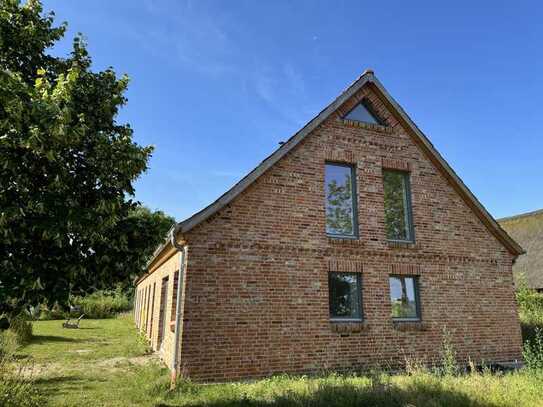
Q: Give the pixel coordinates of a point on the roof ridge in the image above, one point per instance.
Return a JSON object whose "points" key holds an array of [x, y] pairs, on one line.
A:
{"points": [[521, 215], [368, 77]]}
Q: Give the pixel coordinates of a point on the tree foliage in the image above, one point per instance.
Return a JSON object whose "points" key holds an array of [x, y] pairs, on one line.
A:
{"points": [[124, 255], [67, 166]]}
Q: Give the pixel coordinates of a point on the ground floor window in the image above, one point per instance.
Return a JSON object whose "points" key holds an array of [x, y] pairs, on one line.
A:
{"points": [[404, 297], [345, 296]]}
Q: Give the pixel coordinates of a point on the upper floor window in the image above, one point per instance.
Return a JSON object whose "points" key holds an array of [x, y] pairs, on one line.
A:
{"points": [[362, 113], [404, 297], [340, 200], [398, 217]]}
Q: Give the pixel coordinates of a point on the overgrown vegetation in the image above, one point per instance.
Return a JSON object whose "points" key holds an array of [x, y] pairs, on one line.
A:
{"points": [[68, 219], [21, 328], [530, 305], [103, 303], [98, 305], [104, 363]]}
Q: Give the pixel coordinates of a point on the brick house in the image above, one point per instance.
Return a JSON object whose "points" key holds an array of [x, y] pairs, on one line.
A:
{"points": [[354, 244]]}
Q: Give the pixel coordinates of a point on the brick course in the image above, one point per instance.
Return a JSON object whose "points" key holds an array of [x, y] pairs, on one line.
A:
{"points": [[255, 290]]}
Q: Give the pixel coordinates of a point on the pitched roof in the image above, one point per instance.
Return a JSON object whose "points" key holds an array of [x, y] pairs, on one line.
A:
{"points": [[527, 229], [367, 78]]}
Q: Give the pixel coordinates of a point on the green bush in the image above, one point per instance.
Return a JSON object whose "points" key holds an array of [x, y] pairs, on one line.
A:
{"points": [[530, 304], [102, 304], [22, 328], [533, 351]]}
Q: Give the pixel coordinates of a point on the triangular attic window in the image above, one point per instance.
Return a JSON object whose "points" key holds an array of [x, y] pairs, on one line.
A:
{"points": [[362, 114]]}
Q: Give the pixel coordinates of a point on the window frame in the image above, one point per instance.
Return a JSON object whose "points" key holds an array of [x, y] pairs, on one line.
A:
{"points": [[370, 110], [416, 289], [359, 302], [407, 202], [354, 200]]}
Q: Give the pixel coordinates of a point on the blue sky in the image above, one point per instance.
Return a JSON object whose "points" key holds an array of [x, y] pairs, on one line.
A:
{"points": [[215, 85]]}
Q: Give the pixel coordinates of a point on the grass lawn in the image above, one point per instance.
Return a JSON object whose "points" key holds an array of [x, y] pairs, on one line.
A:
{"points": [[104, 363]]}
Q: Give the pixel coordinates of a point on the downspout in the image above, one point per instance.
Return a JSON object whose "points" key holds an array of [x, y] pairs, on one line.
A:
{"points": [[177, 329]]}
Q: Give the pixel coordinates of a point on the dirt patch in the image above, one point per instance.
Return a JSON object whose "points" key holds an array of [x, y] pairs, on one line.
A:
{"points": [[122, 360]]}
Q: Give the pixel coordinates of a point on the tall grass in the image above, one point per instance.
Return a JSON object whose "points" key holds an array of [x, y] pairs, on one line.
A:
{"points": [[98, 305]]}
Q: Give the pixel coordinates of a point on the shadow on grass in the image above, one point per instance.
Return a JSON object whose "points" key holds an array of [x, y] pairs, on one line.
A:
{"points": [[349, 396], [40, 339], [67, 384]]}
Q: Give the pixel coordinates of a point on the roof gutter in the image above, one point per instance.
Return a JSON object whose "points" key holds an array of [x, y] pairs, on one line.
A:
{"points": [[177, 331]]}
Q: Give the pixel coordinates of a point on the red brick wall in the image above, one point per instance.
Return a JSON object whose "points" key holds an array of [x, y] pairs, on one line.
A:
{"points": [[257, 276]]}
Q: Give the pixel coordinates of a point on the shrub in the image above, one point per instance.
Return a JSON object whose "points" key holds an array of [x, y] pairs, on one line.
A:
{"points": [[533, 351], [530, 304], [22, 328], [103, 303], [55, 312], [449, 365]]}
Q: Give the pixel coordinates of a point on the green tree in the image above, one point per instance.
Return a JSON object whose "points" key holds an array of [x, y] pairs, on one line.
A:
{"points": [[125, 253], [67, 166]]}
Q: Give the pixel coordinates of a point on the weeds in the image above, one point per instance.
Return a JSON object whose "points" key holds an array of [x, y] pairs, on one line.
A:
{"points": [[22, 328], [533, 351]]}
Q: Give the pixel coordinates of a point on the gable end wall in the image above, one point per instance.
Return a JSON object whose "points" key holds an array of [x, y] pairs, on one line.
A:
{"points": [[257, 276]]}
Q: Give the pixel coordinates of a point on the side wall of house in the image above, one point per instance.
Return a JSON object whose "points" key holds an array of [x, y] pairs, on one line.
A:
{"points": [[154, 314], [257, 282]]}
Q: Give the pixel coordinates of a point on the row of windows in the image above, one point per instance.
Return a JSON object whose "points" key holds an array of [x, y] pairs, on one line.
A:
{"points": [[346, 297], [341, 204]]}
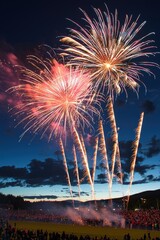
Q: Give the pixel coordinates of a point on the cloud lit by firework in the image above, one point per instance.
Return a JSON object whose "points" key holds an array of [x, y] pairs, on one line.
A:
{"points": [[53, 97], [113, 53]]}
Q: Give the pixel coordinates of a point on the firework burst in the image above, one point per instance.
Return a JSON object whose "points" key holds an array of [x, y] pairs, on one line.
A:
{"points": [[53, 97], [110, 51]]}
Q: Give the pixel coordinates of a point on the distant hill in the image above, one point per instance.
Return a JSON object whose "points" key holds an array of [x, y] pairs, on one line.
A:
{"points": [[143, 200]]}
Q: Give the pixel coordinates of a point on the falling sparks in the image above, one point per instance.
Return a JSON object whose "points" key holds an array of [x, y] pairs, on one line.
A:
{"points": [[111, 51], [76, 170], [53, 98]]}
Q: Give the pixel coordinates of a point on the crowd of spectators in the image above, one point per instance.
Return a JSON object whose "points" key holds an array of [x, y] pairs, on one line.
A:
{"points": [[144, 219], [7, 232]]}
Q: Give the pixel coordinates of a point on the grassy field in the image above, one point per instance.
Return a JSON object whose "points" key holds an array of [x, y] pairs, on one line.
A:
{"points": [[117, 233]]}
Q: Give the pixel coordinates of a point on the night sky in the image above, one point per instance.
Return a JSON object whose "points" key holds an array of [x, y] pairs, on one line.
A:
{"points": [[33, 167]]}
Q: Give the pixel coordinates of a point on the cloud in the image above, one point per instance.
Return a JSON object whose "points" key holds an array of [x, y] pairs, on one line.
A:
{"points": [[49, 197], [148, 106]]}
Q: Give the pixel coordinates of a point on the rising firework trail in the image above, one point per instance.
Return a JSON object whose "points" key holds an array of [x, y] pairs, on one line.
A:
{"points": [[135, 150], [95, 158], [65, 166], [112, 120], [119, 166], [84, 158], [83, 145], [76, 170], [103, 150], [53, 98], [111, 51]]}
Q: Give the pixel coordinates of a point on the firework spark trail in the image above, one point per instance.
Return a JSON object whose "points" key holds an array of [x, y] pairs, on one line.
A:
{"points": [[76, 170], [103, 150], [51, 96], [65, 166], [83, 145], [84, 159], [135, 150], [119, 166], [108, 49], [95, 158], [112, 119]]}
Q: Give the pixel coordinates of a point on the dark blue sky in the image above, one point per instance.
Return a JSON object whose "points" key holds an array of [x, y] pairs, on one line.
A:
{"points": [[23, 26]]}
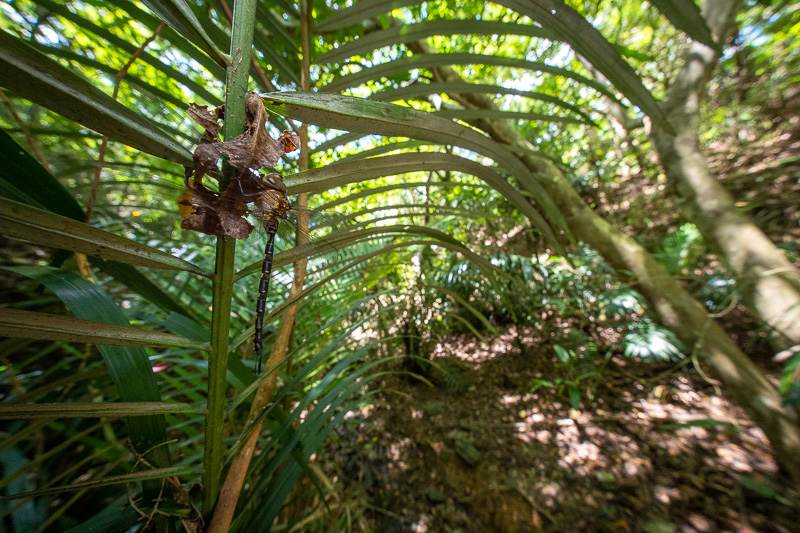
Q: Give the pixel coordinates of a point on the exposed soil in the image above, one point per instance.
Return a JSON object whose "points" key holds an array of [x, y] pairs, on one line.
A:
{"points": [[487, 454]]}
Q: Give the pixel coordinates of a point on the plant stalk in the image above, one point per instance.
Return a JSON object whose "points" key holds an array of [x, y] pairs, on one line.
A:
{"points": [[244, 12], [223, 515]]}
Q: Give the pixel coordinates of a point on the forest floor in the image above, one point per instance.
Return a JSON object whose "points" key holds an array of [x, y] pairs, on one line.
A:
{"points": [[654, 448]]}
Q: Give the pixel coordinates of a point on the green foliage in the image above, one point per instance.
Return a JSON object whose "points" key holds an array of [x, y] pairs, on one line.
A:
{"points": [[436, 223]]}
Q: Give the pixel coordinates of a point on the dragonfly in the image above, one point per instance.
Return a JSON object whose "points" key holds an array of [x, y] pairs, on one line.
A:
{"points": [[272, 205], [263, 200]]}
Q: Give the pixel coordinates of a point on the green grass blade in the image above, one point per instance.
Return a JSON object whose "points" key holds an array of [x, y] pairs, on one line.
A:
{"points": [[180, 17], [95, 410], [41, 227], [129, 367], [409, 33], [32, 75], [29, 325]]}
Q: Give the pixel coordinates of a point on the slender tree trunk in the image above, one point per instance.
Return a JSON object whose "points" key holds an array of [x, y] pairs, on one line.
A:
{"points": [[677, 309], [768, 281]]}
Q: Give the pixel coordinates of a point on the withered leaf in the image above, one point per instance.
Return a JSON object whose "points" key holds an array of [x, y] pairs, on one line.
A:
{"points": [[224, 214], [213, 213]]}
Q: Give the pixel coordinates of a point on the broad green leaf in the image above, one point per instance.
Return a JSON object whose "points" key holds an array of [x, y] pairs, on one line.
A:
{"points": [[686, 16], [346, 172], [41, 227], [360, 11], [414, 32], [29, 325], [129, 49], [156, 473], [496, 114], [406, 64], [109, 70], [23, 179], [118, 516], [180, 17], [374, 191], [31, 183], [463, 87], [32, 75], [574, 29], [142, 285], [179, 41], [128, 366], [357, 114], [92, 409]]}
____
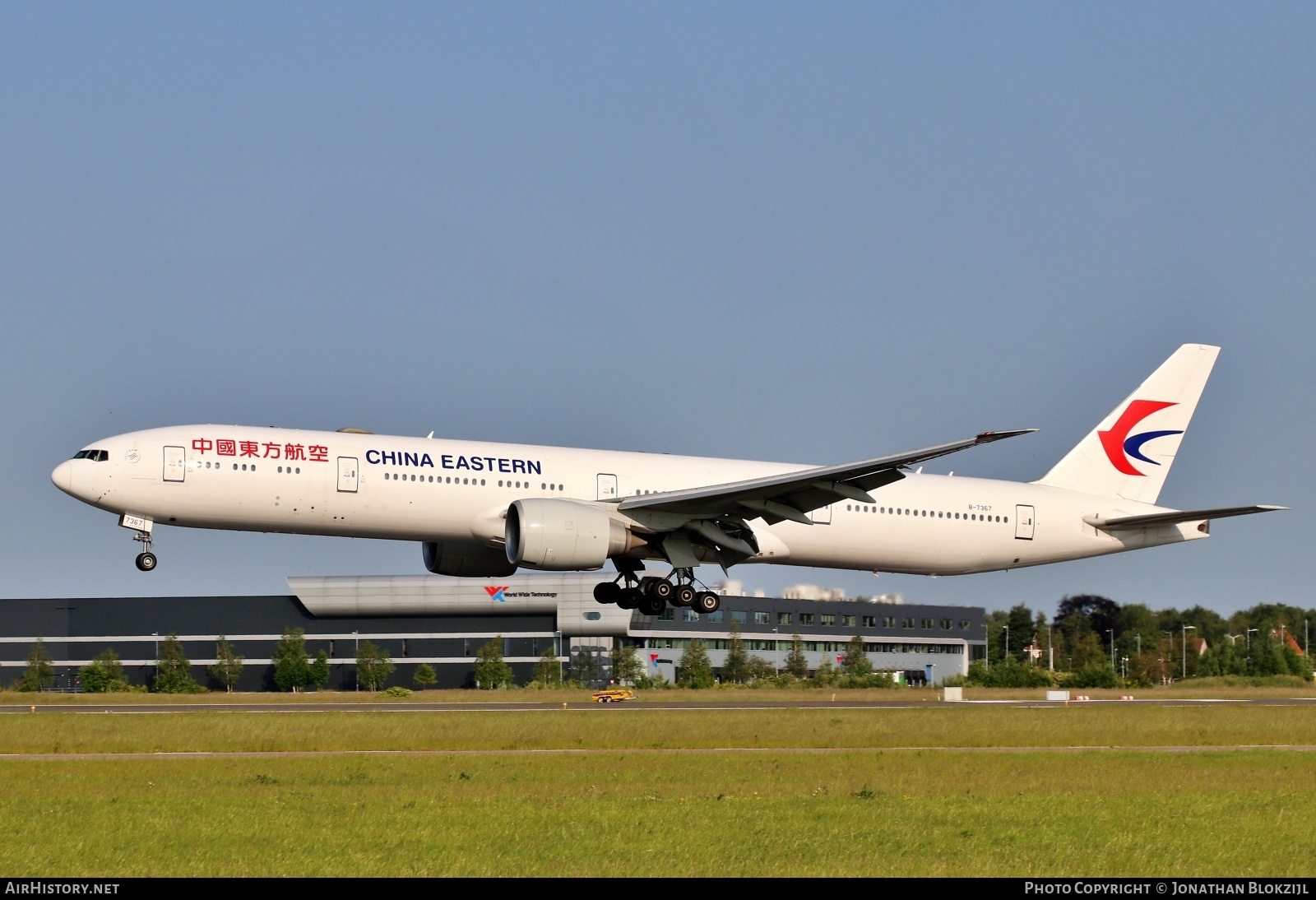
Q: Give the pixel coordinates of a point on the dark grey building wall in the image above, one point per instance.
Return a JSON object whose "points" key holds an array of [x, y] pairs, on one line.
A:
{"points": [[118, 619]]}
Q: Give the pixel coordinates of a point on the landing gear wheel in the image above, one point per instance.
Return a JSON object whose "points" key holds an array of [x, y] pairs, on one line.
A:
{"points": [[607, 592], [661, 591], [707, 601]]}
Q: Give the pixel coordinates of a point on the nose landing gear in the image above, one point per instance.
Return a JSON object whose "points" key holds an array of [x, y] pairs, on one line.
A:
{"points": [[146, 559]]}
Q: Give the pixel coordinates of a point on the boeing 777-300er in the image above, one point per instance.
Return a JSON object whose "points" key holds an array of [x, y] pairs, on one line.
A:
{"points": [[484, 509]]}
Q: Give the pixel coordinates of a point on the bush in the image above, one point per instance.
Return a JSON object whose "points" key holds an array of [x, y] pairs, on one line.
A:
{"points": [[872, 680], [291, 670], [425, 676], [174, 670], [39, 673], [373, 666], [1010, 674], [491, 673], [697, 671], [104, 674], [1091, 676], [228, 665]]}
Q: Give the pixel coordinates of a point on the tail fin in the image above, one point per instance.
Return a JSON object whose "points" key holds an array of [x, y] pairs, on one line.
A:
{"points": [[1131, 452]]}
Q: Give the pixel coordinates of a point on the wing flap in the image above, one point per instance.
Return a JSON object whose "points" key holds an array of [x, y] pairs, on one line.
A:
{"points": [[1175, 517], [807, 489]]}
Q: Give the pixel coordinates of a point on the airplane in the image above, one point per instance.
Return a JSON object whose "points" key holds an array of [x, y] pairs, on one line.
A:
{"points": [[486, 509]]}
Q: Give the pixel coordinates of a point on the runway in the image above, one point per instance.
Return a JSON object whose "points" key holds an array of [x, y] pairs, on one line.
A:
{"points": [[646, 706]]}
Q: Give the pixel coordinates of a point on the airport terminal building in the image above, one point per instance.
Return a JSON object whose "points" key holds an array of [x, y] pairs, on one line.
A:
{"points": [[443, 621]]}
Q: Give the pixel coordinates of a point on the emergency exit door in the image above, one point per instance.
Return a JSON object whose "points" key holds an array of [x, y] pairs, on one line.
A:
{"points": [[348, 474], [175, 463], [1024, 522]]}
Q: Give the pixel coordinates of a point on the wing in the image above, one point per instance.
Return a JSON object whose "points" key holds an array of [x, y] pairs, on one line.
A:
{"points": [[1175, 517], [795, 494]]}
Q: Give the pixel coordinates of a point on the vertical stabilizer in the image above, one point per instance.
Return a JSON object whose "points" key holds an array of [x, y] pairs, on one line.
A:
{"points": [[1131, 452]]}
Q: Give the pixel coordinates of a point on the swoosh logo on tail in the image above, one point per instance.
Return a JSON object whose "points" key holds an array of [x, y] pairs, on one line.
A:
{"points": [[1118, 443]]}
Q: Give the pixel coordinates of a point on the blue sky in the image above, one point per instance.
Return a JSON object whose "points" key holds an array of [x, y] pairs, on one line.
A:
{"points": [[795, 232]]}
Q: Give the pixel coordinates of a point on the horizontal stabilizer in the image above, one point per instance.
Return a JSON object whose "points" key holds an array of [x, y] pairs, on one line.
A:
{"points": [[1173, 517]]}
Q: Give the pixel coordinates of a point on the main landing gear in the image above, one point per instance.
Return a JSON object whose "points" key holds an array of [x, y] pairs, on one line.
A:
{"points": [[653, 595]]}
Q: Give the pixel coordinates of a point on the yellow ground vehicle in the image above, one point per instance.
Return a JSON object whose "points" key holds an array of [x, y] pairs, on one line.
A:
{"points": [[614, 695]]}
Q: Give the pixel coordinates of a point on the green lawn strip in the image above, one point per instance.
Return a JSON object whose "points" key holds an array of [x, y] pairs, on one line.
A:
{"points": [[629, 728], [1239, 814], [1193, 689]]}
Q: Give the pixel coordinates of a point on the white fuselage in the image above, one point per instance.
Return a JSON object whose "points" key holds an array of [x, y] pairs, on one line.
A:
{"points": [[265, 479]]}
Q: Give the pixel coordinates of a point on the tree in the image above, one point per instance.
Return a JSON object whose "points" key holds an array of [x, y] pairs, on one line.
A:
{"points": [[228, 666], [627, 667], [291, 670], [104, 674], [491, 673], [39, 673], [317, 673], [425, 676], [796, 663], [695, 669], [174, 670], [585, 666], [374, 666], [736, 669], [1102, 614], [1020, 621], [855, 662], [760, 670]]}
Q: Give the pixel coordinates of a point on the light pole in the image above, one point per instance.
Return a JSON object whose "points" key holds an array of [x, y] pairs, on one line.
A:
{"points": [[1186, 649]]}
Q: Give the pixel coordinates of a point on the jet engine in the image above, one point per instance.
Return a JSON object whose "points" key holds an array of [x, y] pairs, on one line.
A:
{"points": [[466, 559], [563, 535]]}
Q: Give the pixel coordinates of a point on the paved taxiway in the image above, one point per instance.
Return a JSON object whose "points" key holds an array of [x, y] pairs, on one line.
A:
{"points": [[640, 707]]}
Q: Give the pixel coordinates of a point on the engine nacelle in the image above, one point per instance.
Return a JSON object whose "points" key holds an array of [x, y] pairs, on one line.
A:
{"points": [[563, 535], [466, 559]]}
____
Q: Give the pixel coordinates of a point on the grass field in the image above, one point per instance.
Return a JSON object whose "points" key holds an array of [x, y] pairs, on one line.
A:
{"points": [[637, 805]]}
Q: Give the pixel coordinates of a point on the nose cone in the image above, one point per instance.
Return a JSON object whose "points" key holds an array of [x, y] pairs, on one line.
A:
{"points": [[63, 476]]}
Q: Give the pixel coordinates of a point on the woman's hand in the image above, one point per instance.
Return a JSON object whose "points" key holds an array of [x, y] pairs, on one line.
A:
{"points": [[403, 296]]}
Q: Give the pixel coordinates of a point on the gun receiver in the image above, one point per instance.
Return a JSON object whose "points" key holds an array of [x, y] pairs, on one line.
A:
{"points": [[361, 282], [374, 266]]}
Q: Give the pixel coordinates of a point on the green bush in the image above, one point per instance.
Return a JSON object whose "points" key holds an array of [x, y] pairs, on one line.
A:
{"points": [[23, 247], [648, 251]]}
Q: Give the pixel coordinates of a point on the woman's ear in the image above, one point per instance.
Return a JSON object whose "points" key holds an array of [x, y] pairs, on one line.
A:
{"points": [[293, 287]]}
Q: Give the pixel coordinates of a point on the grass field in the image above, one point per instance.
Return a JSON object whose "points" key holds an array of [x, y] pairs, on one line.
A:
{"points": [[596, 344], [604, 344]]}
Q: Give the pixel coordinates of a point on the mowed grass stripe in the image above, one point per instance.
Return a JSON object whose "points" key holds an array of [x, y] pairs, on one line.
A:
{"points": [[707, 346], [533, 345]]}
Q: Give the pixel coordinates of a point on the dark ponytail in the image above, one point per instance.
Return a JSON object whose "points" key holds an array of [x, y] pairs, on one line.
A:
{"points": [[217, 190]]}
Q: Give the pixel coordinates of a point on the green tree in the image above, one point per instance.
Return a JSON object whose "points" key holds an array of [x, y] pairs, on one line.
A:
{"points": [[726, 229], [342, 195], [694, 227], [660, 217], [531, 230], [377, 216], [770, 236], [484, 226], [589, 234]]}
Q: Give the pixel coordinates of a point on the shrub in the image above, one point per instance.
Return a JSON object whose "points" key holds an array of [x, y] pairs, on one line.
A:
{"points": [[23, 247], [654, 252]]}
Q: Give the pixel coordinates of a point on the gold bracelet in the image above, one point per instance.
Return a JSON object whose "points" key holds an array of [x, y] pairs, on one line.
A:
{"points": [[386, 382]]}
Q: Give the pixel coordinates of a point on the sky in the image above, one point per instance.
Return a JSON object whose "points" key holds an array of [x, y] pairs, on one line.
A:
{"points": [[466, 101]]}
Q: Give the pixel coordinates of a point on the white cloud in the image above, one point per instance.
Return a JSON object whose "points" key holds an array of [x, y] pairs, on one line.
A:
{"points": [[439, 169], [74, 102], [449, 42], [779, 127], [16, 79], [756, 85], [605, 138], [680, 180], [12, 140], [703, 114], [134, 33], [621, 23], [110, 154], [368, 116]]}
____
**Exercise goal**
Show every line from the rows above that contains the string "gear", copying each one in full.

**Written reply**
Q: Give the pixel coordinates of a point on the landing gear wheel in the image above, one point per instance.
Q: Give the pixel coordinates of a point on the nose landing gear in the image above, one point per instance.
Q: Give the pixel coordinates of a point on the main landing gear in the image above, one point per instance.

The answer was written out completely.